- Opening Delimiter -
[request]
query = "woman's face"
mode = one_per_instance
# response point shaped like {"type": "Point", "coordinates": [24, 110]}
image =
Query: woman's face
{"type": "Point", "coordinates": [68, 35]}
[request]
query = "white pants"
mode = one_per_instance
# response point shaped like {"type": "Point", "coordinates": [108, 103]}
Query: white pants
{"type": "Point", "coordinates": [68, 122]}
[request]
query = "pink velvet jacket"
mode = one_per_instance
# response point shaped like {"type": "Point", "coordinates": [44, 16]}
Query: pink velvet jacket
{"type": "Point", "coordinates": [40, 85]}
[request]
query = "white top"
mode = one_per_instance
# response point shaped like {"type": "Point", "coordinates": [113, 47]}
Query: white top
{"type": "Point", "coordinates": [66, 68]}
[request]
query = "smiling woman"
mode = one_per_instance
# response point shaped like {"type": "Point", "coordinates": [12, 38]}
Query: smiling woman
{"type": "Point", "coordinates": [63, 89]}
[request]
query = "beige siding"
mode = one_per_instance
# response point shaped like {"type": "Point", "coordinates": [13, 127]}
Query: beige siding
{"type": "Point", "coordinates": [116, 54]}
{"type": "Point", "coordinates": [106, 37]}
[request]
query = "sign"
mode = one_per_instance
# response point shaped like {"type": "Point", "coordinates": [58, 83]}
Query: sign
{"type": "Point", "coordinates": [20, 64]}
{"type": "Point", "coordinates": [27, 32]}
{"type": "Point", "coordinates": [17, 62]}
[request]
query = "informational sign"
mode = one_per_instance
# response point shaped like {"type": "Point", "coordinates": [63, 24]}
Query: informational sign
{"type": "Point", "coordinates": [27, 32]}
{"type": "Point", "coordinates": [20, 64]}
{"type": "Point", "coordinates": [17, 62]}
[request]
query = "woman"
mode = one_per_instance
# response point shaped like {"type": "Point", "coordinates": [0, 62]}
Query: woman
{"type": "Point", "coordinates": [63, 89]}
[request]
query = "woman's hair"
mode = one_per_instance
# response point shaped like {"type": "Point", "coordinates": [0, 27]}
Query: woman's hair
- Closing Delimiter -
- _ABOUT THIS EXERCISE_: If a line in the data above holds the string "hair", copy it.

- _TASK SOLUTION_:
query = "woman's hair"
Query: woman's hair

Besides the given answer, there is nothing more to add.